I do have her stacked HORRIBLY in that last picture! Her tail is better seen in the first stacking picture, as far as its length goes (though the angle is over-extended there as well. One of the things I am trying to work on).


----------



## msvette2u

> That's all she really is, is a companion.  I would like to do shows with the next shepherd I get. I just figured my out-of-conformation dog would be a nice learning tool xD


I agree with this - it doesn't hurt at all! 
I actually compare my Dachshunds with the breed standard, and only 2, maybe 3 come close to 'matching' that standard. A few are very far outside it!

Our GSD is like yours, a "pet quality" dog - but then again, most are, and even dogs bred for show/work end up being "pet quality"

» Dataset content:

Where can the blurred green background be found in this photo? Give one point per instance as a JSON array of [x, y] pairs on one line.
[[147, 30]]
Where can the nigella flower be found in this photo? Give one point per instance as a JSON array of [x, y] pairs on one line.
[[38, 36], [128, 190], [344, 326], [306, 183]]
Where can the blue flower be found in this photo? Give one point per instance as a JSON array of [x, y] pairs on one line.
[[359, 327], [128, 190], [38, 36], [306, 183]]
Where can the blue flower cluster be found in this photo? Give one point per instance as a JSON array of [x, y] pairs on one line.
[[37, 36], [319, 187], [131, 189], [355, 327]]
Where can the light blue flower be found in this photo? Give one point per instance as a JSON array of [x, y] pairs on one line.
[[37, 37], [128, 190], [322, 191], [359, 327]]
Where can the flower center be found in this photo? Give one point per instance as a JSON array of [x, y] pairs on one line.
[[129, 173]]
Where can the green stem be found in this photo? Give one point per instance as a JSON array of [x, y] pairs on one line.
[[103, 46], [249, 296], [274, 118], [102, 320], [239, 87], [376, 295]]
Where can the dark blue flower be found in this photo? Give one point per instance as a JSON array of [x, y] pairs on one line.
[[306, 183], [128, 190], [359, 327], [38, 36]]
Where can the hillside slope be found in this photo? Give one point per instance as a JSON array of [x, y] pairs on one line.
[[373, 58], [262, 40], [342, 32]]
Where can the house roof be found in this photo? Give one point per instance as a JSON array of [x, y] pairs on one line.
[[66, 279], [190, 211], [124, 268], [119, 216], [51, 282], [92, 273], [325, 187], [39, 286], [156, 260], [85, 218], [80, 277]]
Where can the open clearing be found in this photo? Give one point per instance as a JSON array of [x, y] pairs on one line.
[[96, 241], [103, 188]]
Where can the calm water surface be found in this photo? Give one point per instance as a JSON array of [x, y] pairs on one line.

» Given request:
Write out everything in the dog-stacking thread from "I do have her" down to "far outside it!", substituting "photo" for each "picture".

» Solution to this problem:
I do have her stacked HORRIBLY in that last photo! Her tail is better seen in the first stacking photo, as far as its length goes (though the angle is over-extended there as well. One of the things I am trying to work on).


----------



## msvette2u

> That's all she really is, is a companion.  I would like to do shows with the next shepherd I get. I just figured my out-of-conformation dog would be a nice learning tool xD


I agree with this - it doesn't hurt at all! 
I actually compare my Dachshunds with the breed standard, and only 2, maybe 3 come close to 'matching' that standard. A few are very far outside it!